[Source records]
..........
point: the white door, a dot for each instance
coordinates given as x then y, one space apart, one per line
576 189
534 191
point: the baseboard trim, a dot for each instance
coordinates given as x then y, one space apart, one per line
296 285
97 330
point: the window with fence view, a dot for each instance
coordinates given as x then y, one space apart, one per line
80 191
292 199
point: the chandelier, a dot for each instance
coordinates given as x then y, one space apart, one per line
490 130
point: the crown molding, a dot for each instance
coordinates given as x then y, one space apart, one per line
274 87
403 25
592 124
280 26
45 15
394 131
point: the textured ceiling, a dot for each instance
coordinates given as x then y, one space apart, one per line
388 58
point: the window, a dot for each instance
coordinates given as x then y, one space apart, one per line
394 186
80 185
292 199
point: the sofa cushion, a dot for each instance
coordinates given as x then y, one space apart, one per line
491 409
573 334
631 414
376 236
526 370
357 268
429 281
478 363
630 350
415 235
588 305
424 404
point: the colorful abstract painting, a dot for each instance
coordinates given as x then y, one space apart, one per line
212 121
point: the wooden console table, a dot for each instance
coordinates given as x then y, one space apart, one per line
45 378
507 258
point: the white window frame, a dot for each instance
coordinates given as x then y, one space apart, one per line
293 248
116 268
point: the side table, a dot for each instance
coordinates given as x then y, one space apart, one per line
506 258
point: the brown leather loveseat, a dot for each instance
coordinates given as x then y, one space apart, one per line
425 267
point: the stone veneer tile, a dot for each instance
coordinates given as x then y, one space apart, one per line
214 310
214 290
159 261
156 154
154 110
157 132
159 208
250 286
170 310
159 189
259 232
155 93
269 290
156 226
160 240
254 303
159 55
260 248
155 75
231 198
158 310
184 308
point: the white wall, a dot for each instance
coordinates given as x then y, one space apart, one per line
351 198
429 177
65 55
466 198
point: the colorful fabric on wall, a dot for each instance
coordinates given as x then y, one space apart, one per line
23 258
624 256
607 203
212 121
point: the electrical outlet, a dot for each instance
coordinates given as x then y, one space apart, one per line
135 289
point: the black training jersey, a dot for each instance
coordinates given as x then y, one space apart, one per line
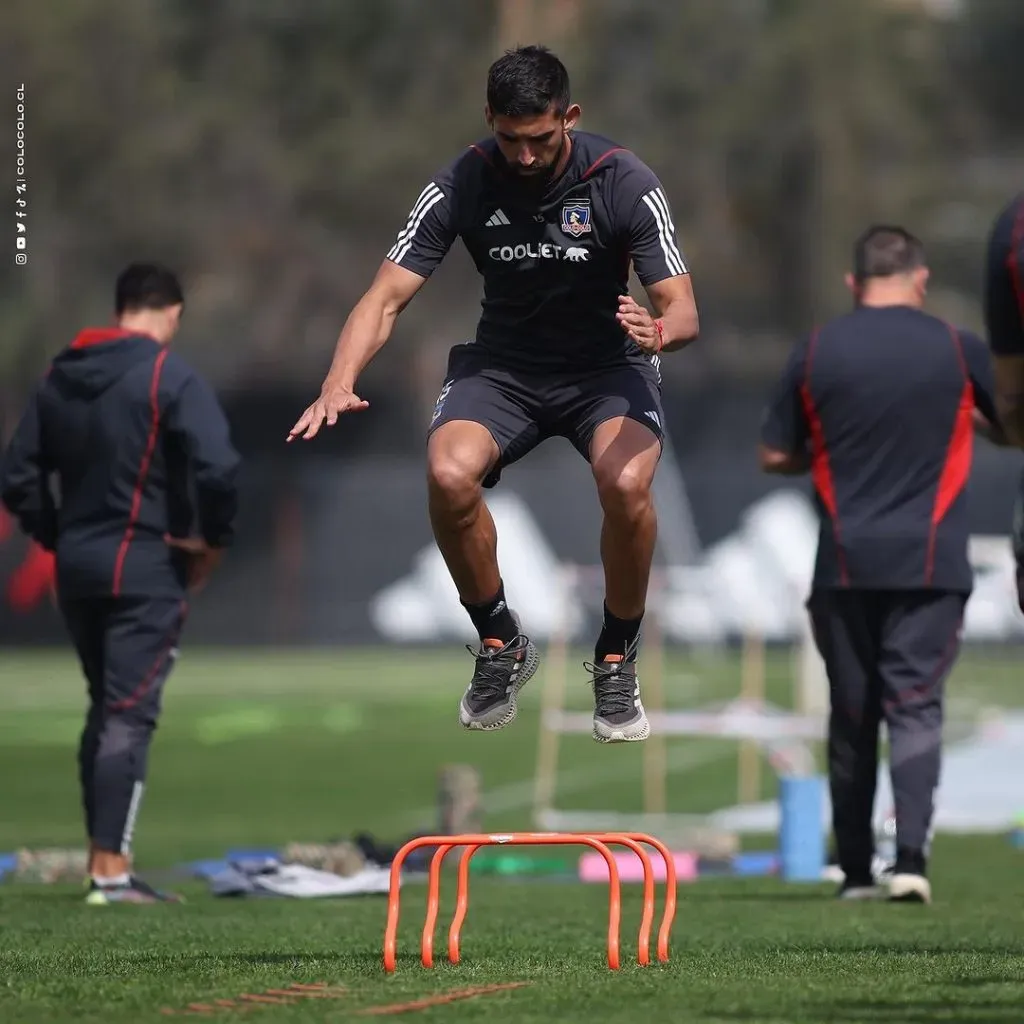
883 398
553 262
1005 281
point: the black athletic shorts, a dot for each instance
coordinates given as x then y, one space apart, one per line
522 410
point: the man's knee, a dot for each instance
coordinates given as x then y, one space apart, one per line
459 457
625 489
125 735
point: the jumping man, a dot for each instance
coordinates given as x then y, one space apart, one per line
553 218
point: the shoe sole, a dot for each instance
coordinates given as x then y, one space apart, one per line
909 889
632 732
860 894
531 660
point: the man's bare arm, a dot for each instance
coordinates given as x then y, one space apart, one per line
677 308
1009 373
369 326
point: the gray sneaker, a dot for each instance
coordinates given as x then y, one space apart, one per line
491 700
619 715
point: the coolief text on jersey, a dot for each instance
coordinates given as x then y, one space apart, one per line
540 250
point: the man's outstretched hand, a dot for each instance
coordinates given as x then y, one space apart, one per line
639 325
333 402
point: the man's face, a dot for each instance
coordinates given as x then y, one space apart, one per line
532 144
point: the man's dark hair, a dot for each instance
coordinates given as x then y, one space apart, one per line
526 82
146 286
885 250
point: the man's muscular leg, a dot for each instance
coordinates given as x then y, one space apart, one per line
460 454
624 458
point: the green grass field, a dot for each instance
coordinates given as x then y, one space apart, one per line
279 747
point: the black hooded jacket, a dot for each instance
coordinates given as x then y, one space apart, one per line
121 445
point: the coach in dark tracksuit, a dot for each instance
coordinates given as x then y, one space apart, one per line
881 406
144 499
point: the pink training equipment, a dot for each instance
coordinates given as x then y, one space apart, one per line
593 868
598 842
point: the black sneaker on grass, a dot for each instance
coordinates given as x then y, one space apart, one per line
908 883
619 714
491 700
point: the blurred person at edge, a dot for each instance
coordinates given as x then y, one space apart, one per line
881 407
1004 304
124 427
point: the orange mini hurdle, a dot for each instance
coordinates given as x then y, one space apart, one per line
471 843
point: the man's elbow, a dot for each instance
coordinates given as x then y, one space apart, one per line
780 463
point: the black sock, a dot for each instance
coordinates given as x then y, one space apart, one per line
494 619
616 636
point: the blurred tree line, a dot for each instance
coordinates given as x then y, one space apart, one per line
271 150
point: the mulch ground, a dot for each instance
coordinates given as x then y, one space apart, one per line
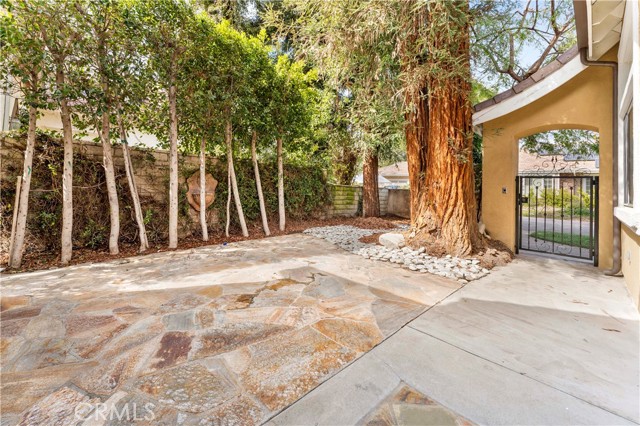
46 260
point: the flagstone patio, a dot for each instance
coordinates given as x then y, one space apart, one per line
222 334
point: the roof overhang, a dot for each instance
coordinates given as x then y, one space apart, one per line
512 99
598 25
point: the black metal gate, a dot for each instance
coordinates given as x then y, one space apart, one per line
558 215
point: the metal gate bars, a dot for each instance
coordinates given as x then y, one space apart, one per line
558 215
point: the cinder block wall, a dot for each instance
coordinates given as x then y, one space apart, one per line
151 167
347 199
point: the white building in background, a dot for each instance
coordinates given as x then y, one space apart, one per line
50 120
397 174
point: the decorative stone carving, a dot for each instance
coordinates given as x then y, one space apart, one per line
193 192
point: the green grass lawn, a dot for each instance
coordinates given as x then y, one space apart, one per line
560 238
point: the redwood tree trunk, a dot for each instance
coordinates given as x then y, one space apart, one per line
256 170
281 211
173 165
67 176
112 192
144 242
370 192
17 240
440 144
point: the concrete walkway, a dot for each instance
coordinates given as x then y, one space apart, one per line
541 341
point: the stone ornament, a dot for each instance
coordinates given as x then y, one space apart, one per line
193 191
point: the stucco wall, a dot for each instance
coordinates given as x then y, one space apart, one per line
584 102
631 262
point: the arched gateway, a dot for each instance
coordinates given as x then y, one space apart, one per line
565 94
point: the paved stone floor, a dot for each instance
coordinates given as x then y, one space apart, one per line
224 335
539 342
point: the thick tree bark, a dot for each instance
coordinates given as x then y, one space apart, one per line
17 239
439 148
232 175
256 169
110 177
416 131
67 176
281 211
173 164
370 192
203 190
144 242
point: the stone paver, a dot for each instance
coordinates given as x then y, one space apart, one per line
225 335
540 341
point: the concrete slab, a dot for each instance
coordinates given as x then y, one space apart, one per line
348 396
562 323
480 390
220 334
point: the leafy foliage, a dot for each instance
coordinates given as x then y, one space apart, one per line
567 141
512 40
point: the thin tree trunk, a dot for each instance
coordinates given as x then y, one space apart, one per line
229 191
370 191
203 191
17 239
173 165
443 216
232 175
256 169
281 211
67 177
144 243
112 192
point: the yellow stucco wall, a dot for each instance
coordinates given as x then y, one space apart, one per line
631 262
583 102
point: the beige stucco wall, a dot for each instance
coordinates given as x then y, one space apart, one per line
584 102
631 262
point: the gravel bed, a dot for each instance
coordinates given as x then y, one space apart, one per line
346 237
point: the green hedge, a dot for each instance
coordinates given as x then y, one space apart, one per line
306 193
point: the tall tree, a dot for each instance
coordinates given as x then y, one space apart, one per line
61 36
429 42
166 28
341 40
257 118
444 209
292 94
100 53
513 40
22 56
199 102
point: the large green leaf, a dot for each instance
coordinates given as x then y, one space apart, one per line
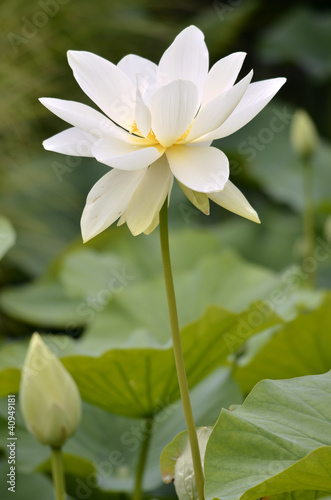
..........
Quote the preceding records in their entirety, excluding every picture.

### [RESULT FOR THIS EXERCISE]
point: the white door, a dot for each instance
coordinates given as x then y, one space apart, one per line
576 189
534 191
point: the baseboard trim, a dot for each instance
coordinates given as x then y, one space apart, one per line
296 285
97 330
point: the window with fence view, a dot for each instance
coordinates given as x then y, one space apart, one per line
80 191
292 199
point: the chandelier, a dot for each instance
coordinates given as x then y, one space apart, one per line
490 130
point: the crown molding, a dot for each instance
coordinates given as x then y, one space apart, one per line
274 87
403 25
592 124
280 26
45 15
394 131
point: the textured ceiling, a dot for each instance
coordinates given as x then y, one space apart, one per line
388 58
point: the window, a dot for each instance
coordinates given as x then y, one space apart, one per line
394 186
80 185
292 199
point: the sofa cushion, a dot for each instance
coordinates given as x then y, one space apart, one per line
491 409
573 334
631 414
376 236
526 370
357 268
429 281
478 363
630 350
415 235
588 305
424 404
point: the colorful abstract painting, a dot for each instance
coordinates given as x then y, one space apart, one per line
212 121
point: the wooden console table, a dot for each instance
coordinates given as x then y, one space apart, one per line
45 378
507 258
point: the white window frame, a dot for each instance
coordinates given as x then y, one space apart, one per line
293 248
116 268
point: the side table, a dot for each instance
coordinates given as x then y, one space apart, one per line
506 258
point: the brown leather loveseat, a dot for each instance
coordinates given as x then y, one space apart, one per line
425 267
point: the stone veneer tile, a dot for each instance
coordinates given as x then y, one space apart, one per line
214 310
214 290
159 261
156 154
154 110
157 132
159 208
250 286
170 310
159 189
259 232
155 93
269 290
156 226
160 240
254 303
159 55
260 248
155 75
231 198
158 310
184 308
point: the white wall, a dot for each instance
coordinates given as x then y, one space apart, one per line
351 198
429 177
65 55
466 198
point: the colorful fabric on wall, a dot for each instance
coordinates given as x then y, one space apart, one per line
23 258
624 256
607 203
212 121
point: the electrical outlet, a dot for each instance
coordinates given as x then y, one space apart, one per line
135 289
point: the black training jersey, a dot for each instance
coordinates given as x then y, one space apart, one per line
883 398
553 262
1005 281
point: the black athletic shorts, a dot for each instance
coordinates given as x then y, one space apart, one per line
522 410
point: the man's knee, a dot for each instance
coordinates given as x then y, one space apart, one per line
459 457
625 489
125 735
point: the jumping man, a dot for each instance
coordinates given as x then y, one space apart, one per line
553 218
point: the shoe sole, a dot for each instance
coordinates given as x then y, one space apart, one per line
909 889
632 732
860 894
531 660
point: the man's bare arm, a dot for each instance
coordinates given as x then y, one space apart, one per line
677 308
1009 373
369 326
point: the gray sneaker, a dot for each instance
coordinates given as x then y, one space apart, one per line
491 700
619 715
point: the coolief text on jersey, a dot for each instance
coordinates given as x then y, one space apart, one per line
540 250
point: the man's outstretched hand, a dot for each instance
coordinates given as x then y, one space apart, one per line
639 325
333 402
point: the man's face, a dot for each instance
coordinates given as x then y, one space apart, one per line
532 144
point: the man's dark hair, a dot for each instance
coordinates given as x then y, one space apart, one per line
526 82
146 286
885 250
point: the man's muscular leg, a dot for each instance
coordinates given as x then y, one space apart, one per line
460 454
624 458
point: the green grass field, a dot for each instance
coordinates given as x then y, one space apart, one per line
279 747
point: the black hooded jacket, a dot for each instance
coordinates given as x then y, one space apart, one per line
121 445
point: the coach in dark tracksuit, a dot for each instance
coordinates given as x then y, one space apart, one per line
881 406
144 499
point: the pink training equipment, a dot for each instance
coordinates given as x then y, one space apart, one per line
593 868
598 842
point: the black sneaker on grass, a dot for each instance
coordinates given as x then y, one space apart, one per line
908 883
619 714
491 700
point: the blurred person at edge, a dot for each instance
coordinates given as x then y, one space apart, one per line
881 407
1004 304
124 427
point: the orange mini hurdle, a dot for each instance
coordinates given as x then y, one space apart, one per line
471 843
point: the man's elbow, a dot for each instance
coordinates given as x then y, one space apart, one per line
780 463
point: the black sock, a dot for each instance
coordinates given as x then y, one space apart, one per line
494 619
616 636
point: the blurred tree line, a dot for each instance
coordinates given as x then y, one space apart, one per line
271 150
point: the mulch ground, a dot for each instance
coordinates given as x then y, one space apart, one per line
46 260
point: the flagstone patio, a dot for each instance
coordinates given as x then y, one space apart, one per line
222 334
point: the roof overhang, a dot for each instance
coordinates given as x then y, one space apart, one per line
512 99
598 25
point: the black metal gate, a dot for each instance
coordinates given as x then y, one space apart, one per line
558 215
point: the metal gate bars, a dot for each instance
coordinates given as x then y, one space apart, one per line
558 215
point: the cinder block wall, a dot for each instance
coordinates given as x then y, one space apart, one per line
151 167
347 199
point: the white building in background, a dot for each instance
coordinates given as x then y, one space apart, one per line
50 120
397 174
point: the decorative stone carving, a dot for each instance
coordinates given as x then y, one space apart, one per line
193 192
point: the green grass lawn, a dot for each instance
coordinates given as x then y, one space apart, one per line
560 238
point: the redwood tree trunk, a dot for each instance
coordinates given as x then y, one space apart, one per line
256 170
281 211
173 165
67 176
112 192
144 242
370 192
17 240
440 144
point: the concrete walkway, a dot for each instance
coordinates given as x then y, one space apart, one per line
541 341
point: the stone ornament, a dot for each instance
coordinates given as x then y, one space apart, one per line
193 191
point: the stucco wall, a dot for each instance
coordinates given as x then y, one space apart, one per line
584 102
631 262
point: the arched gateway, a dot for each instance
coordinates given as x then y, one space apart, one per line
565 94
point: the paved stone floor, a dot for each instance
coordinates given as x then y, one space apart, one per line
224 335
539 342
point: the thick tree bark, a dot for each instance
coordinates given as x then y, one space apart, one per line
17 239
439 148
232 175
256 169
110 177
416 131
67 176
281 211
173 164
370 192
203 190
144 242
point: the stone paver, a dot for each instance
coordinates given as x then y, one space apart, one per line
225 335
540 341
point: the concrete slab, a dot for each instance
coordinates given as x then y, one space apart, one per line
348 396
562 323
480 390
220 334
point: the leafy foliage, a dot for each instance
coordinates given as x then y, one space apart, one per line
567 141
512 40
point: the thin tree trunk, a dot for each instance
coordinates given as x then y, one space apart, one per line
229 191
370 191
203 191
17 239
173 165
443 216
232 175
256 169
281 211
67 177
144 243
112 192
point: the yellow stucco wall, a dot for each instance
coordinates given as x then y, one space apart, one per line
631 262
583 102
point: the beige stucco wall, a dot for each instance
coordinates given as x then y, one space apart, one per line
584 102
631 262
point: the gravel bed, a dot for each instance
coordinates given as x then y, one space apart, one per line
346 237
point: the green hedge, a dot for each instance
coordinates given as x then y, one space apart, one per line
306 193
point: the tall tree, a dot for each instance
coordinates given as x then y, one space apart, one per line
61 36
429 42
166 28
341 40
257 118
444 209
292 94
100 53
513 40
22 56
199 102
point: the large green leaf, a dot for each instance
coordinates given as x then y, one space apart, one per line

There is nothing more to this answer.